Point localization data
────────────────────────────────────────
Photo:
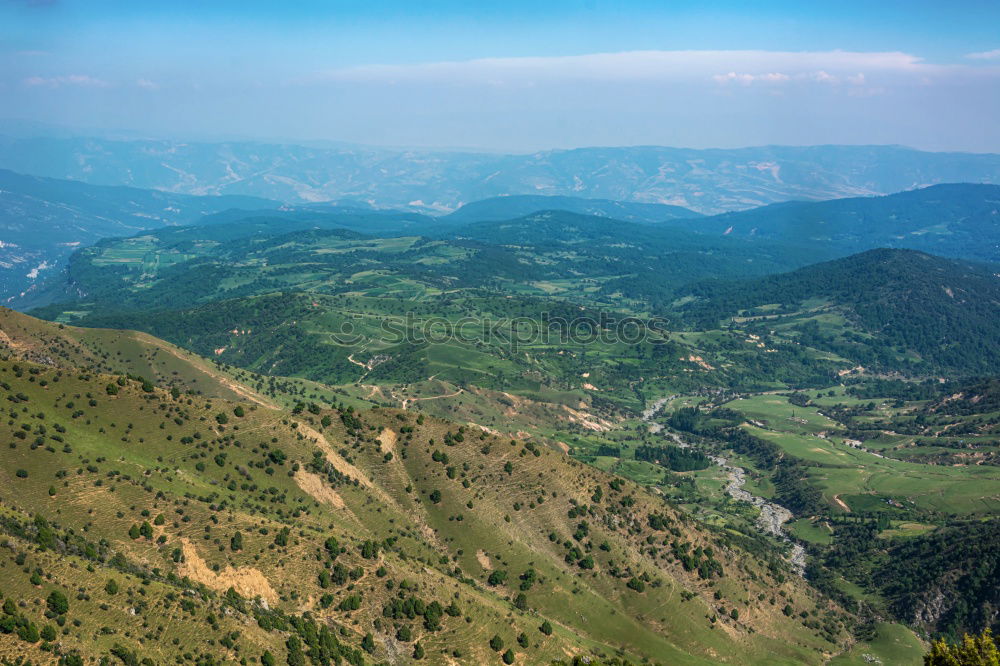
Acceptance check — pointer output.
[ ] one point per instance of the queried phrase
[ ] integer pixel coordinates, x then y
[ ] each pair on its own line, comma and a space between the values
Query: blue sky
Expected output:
513, 75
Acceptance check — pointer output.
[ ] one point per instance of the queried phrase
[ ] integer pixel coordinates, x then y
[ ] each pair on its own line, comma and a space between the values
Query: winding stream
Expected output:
772, 516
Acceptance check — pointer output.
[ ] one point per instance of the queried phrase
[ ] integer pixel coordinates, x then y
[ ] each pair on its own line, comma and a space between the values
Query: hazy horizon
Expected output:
513, 78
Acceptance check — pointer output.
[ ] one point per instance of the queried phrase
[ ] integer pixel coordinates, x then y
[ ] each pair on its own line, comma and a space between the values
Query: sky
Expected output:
511, 76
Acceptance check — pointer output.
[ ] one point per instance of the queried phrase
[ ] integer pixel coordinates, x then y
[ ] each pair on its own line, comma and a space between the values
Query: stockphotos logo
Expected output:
511, 333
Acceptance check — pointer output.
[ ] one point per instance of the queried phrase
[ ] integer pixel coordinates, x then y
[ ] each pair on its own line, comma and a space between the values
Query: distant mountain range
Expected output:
906, 307
43, 220
510, 207
957, 220
708, 181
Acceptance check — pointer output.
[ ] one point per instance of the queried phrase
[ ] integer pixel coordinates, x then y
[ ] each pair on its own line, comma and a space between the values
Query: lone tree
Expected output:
57, 602
979, 650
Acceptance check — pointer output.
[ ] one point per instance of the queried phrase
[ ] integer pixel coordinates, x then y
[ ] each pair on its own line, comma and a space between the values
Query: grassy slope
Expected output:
125, 455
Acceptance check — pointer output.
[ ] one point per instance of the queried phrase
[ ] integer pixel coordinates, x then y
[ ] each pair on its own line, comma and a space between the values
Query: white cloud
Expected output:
740, 67
747, 79
985, 55
81, 80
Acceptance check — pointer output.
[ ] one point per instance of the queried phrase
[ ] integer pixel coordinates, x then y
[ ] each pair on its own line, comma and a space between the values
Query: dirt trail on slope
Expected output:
233, 386
249, 582
388, 440
841, 503
313, 484
333, 457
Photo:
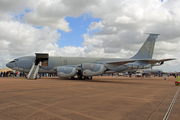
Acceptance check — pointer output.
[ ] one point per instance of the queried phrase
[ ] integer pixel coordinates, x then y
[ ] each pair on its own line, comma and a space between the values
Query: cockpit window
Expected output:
15, 60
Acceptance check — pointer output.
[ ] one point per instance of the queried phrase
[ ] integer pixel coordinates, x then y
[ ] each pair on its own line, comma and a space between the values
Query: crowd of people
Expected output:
22, 74
12, 74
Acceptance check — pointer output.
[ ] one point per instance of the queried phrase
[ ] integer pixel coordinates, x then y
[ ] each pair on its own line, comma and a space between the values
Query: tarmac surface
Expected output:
102, 98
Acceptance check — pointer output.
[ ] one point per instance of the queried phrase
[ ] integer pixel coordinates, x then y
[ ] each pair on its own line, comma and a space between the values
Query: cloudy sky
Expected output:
89, 28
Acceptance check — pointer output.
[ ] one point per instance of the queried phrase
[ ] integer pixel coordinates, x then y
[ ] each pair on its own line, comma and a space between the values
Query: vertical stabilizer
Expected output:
147, 48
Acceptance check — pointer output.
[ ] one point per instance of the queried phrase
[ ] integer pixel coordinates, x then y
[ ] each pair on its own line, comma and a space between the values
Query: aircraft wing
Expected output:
122, 62
153, 61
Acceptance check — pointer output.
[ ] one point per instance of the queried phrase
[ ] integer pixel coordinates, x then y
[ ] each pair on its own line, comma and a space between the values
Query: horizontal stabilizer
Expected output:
152, 61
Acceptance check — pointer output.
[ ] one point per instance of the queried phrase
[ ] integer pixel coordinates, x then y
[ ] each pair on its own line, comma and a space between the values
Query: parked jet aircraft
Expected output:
86, 67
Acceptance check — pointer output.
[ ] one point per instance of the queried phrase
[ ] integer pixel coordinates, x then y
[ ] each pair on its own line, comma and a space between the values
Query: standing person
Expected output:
149, 75
17, 73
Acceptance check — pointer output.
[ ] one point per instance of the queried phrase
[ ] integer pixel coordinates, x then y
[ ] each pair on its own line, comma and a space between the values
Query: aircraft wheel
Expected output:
83, 77
176, 83
89, 77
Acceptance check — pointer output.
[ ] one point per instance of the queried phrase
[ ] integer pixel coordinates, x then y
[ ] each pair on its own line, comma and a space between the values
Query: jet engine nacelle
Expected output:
92, 69
64, 71
137, 66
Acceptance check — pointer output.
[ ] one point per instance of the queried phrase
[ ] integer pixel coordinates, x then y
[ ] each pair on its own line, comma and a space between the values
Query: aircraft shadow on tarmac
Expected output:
101, 81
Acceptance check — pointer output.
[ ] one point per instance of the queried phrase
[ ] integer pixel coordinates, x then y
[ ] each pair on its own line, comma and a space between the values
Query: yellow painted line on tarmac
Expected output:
171, 106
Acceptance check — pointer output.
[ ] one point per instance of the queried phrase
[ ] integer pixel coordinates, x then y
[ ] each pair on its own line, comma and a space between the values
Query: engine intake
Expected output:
92, 69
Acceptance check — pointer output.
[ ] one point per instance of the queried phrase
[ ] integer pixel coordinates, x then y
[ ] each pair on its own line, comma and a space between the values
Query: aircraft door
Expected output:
43, 58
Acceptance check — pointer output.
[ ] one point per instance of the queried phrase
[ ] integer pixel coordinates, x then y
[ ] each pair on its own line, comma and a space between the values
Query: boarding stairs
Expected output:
33, 72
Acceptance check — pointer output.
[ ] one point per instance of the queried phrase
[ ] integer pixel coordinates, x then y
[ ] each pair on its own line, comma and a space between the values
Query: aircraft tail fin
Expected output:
147, 49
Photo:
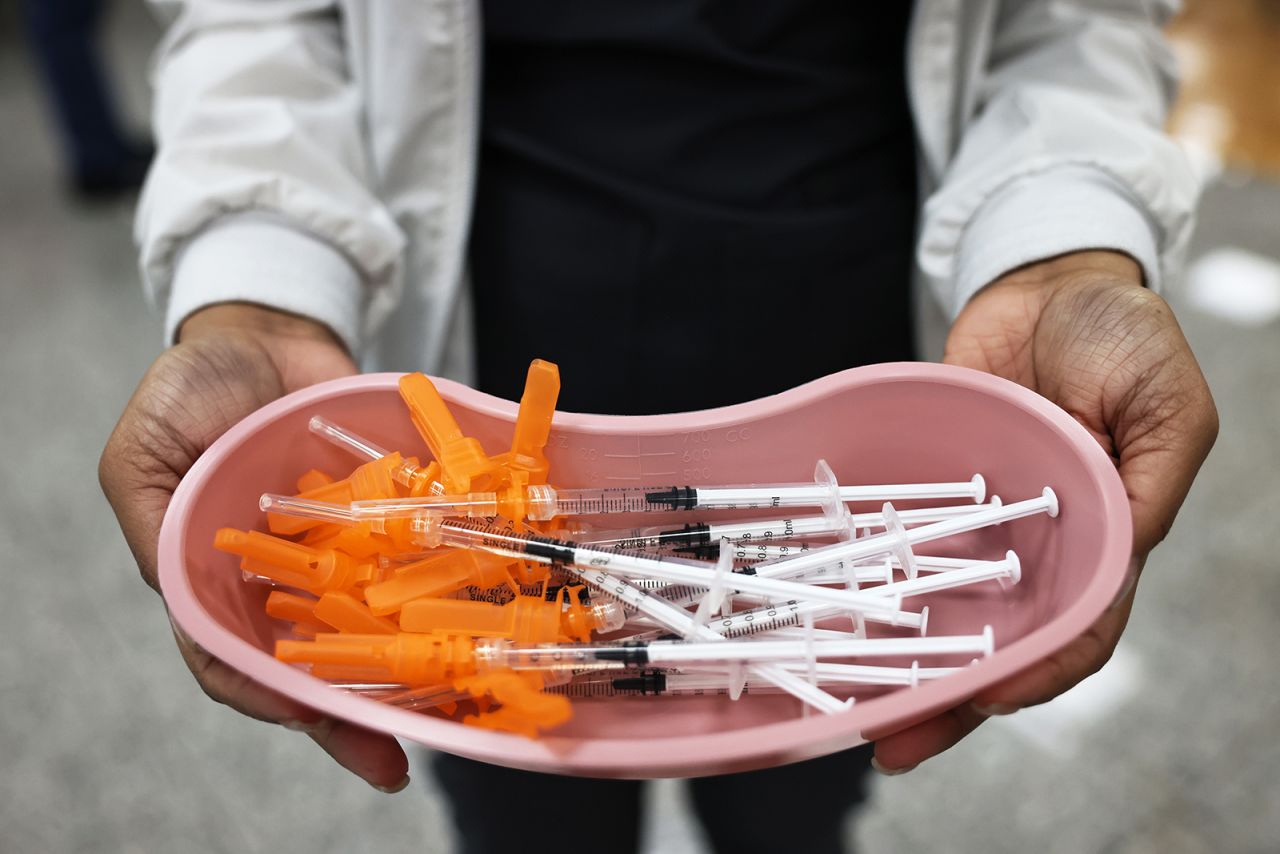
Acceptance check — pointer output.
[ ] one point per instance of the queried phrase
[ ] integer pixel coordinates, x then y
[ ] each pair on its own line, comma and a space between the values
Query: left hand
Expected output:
1082, 330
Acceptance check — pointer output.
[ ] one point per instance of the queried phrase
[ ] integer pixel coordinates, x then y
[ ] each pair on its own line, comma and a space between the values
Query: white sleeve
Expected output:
1063, 150
261, 187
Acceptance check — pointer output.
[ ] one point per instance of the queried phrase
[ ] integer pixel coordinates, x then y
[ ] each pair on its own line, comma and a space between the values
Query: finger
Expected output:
375, 758
1121, 366
1061, 671
908, 748
1164, 434
188, 397
232, 688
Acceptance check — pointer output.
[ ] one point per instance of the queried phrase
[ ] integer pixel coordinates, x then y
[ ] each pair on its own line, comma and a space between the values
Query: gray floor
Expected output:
108, 745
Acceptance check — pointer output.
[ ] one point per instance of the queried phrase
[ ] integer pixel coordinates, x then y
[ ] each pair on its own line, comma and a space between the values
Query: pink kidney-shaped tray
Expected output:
881, 424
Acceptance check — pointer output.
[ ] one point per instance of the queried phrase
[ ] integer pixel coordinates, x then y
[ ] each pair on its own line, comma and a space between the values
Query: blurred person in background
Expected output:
103, 159
634, 190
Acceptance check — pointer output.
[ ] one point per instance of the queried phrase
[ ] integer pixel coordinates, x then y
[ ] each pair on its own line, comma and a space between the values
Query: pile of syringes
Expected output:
469, 587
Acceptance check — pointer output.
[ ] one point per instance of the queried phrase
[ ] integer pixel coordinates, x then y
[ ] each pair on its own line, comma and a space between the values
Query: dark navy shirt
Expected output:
690, 204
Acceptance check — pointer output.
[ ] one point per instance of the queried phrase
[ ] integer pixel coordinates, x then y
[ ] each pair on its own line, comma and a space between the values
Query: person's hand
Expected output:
231, 360
1083, 332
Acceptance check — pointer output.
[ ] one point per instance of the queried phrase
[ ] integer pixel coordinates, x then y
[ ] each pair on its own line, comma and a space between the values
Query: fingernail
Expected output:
392, 789
888, 772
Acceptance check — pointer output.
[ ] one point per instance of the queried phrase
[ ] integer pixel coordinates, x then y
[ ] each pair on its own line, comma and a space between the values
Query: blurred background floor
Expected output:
106, 744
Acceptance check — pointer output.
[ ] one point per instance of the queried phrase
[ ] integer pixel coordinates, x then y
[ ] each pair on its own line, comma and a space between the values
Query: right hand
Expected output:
231, 360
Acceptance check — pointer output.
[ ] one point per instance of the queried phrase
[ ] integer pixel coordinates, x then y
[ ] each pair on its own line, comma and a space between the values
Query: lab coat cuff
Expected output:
1048, 214
257, 259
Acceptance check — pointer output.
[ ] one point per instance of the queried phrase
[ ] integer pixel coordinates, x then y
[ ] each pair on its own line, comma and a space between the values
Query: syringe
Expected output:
464, 534
417, 479
700, 537
544, 502
904, 538
685, 624
501, 653
828, 675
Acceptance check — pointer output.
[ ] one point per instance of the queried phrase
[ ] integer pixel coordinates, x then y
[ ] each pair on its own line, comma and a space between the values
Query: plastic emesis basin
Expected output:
882, 424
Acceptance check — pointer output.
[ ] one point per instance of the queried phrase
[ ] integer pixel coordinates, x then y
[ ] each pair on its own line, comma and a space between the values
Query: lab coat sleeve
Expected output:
261, 187
1063, 149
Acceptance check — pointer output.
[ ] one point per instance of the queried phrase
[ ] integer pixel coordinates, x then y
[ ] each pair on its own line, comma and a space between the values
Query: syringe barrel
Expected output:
346, 439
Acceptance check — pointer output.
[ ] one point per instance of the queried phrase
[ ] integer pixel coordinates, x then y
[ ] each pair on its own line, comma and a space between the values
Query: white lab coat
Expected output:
319, 156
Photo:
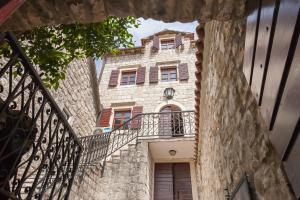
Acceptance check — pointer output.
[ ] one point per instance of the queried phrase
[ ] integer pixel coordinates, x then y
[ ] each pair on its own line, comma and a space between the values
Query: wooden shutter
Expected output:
140, 77
113, 81
250, 41
153, 76
105, 117
155, 46
183, 72
264, 38
178, 40
163, 181
136, 121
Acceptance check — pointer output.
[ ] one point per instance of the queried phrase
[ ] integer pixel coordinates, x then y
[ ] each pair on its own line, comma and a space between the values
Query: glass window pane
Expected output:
117, 121
127, 114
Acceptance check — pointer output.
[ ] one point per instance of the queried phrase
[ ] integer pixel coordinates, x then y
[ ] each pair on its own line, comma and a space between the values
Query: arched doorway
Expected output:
170, 121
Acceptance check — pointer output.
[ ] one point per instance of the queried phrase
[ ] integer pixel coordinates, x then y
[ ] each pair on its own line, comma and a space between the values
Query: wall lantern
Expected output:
172, 152
169, 93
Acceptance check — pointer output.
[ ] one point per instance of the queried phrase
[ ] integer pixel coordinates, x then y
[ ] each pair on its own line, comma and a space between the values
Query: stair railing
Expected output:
39, 151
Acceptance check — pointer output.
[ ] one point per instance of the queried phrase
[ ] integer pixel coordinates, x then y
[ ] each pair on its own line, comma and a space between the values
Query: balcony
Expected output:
39, 152
164, 131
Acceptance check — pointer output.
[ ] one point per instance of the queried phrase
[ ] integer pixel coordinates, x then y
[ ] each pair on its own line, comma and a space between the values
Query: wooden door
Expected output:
163, 182
182, 181
165, 121
172, 181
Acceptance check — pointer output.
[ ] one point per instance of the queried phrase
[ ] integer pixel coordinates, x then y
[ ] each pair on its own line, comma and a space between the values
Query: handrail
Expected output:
163, 124
39, 151
166, 125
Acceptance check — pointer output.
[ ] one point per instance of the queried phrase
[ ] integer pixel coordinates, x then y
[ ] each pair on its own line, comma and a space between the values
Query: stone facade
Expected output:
127, 175
43, 12
149, 95
79, 94
233, 136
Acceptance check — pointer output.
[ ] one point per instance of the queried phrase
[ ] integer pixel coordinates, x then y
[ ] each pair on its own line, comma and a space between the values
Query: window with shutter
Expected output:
178, 40
153, 76
128, 78
141, 73
168, 74
155, 46
136, 121
121, 117
113, 81
105, 117
167, 44
183, 72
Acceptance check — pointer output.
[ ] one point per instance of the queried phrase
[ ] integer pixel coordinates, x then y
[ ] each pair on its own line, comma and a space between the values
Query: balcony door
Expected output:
170, 121
172, 181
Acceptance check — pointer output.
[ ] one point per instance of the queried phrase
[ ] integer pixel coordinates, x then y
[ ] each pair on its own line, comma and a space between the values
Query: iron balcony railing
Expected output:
94, 151
97, 147
39, 152
152, 125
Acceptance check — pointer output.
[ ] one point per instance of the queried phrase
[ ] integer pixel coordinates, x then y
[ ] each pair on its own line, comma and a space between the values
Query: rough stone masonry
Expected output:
233, 137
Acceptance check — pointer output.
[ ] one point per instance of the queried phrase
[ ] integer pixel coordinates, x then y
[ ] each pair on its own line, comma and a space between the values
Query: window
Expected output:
128, 78
121, 117
68, 115
167, 44
168, 74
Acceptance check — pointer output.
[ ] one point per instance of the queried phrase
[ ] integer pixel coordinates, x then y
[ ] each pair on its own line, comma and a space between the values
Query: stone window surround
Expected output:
169, 42
123, 111
168, 70
127, 69
68, 115
167, 64
116, 108
128, 73
164, 39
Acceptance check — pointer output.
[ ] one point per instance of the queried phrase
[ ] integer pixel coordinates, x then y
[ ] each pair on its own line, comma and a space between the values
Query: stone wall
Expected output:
127, 175
79, 94
150, 96
233, 136
45, 12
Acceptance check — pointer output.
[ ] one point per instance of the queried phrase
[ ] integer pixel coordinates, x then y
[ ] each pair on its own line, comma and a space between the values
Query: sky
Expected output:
150, 26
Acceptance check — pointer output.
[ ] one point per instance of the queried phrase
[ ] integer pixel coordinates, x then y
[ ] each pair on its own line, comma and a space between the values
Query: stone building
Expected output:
78, 96
246, 96
137, 81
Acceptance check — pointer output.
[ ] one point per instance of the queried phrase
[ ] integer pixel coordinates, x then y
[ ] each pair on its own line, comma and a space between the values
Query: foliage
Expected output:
53, 48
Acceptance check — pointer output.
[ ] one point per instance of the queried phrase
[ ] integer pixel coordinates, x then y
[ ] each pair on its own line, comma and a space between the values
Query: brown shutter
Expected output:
183, 72
105, 117
153, 76
113, 81
136, 121
155, 46
140, 77
178, 40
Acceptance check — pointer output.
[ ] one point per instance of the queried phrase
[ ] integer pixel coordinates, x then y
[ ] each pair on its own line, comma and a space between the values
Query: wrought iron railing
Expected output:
152, 125
97, 147
94, 151
39, 152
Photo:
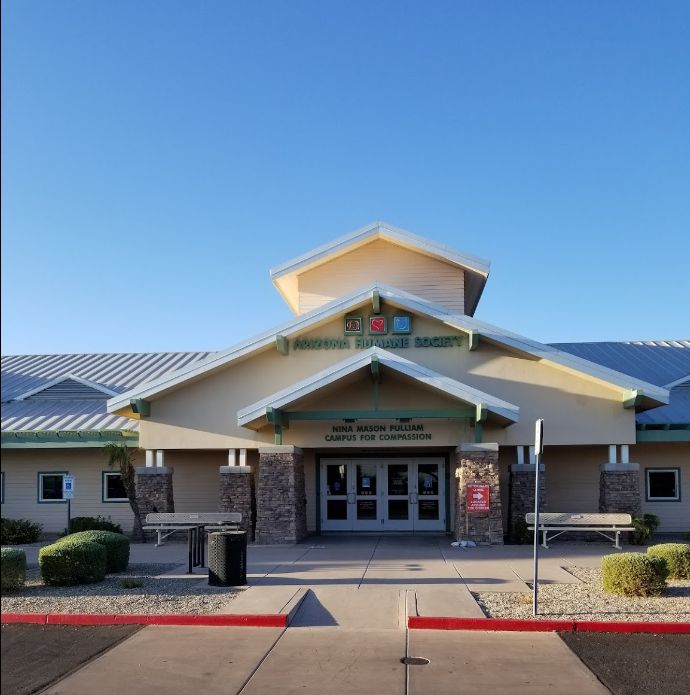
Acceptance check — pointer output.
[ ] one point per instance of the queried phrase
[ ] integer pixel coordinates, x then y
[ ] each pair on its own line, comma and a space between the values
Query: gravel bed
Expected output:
157, 595
588, 601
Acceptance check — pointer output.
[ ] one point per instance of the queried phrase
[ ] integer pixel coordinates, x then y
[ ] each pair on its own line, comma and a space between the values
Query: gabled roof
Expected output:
652, 394
505, 412
68, 387
75, 388
476, 269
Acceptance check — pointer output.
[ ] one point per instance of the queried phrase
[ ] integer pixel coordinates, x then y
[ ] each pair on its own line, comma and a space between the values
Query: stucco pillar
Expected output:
236, 494
619, 488
154, 490
478, 463
281, 505
521, 493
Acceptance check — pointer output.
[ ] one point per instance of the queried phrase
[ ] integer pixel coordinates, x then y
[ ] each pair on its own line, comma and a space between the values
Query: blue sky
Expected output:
159, 157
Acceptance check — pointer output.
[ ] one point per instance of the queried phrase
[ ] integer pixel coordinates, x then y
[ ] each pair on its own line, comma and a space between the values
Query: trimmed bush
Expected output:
634, 574
13, 569
92, 523
67, 562
116, 546
19, 531
677, 556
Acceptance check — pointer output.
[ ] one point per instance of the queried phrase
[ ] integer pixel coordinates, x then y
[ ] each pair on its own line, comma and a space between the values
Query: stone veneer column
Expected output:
236, 494
154, 490
521, 493
281, 509
478, 463
619, 488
────────────────────────────────────────
[Exercise objective]:
Scan the records above and report every line with the string "balcony".

[Solution]:
Query: balcony
Query: balcony door
Query: iron balcony railing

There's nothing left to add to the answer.